Dataset excerpt
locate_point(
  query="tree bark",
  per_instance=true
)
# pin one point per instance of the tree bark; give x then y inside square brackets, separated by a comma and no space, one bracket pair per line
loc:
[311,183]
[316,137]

__REQUEST__. Reproduce all of the lines above, requests included, scaling every point coordinate in the answers by 1.15 and rounding each result to a whole number, with halves rounded up.

__SOLUTION TO THE PROBLEM__.
locate_point(
  query="tree bark",
  per_instance=true
)
# pin one point per instance of the tree bark; give x then y inside square brackets, separated by a comma and no space, one bracket pair per line
loc:
[358,210]
[363,158]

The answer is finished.